Instruction —
Update the gold-recovery forum thread below: reproduce it from "Yes. As long" up to and including "in this thread.", replacing "stannous chloride" with "tin(II) chloride".

Text block —
* BEGIN *

Yes. As long as gold is in solution. Buy or make some stannous chloride and test the solution to make sure gold is in the solution before you start or you could wind up chasing your tail.


----------



## FrugalRefiner (Feb 4, 2016)

malikjob07, I've combined your three different threads into the first one since they are all about the same material. Creating three different threads just scatters the information around and adds to the clutter on the forum. Please post any future questions about this material in this thread.

Dave


----------



## malikjob07 (Feb 4, 2016)

ok sorry newbie fault


----------



## FrugalRefiner (Feb 4, 2016)

No problem.

Dave


----------



## malikjob07 (Feb 5, 2016)

well dear friends , i still stuck in recovering gold from my waste :x ....so my last experiment was a mixture of hydrochloric acid + hydrogen peroxide 9% = dissolve all the gold ( a green clear solution ) then i add pinch of bicarbonate sodium to neutralize the acid till the boiling stop( can't get access to urea) then i used the copperas as acid and nothing goes down(Gold precipitation).

* END *

Given data —

* BEGIN *

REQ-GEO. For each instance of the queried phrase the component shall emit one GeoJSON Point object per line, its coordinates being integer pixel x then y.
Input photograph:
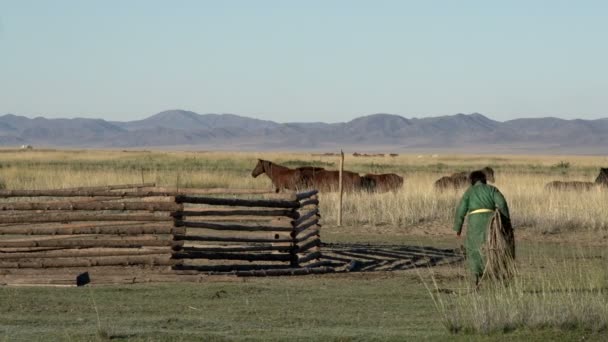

* END *

The solution —
Yes. As long as gold is in solution. Buy or make some tin(II) chloride and test the solution to make sure gold is in the solution before you start or you could wind up chasing your tail.


----------



## FrugalRefiner (Feb 4, 2016)

malikjob07, I've combined your three different threads into the first one since they are all about the same material. Creating three different threads just scatters the information around and adds to the clutter on the forum. Please post any future questions about this material in this thread.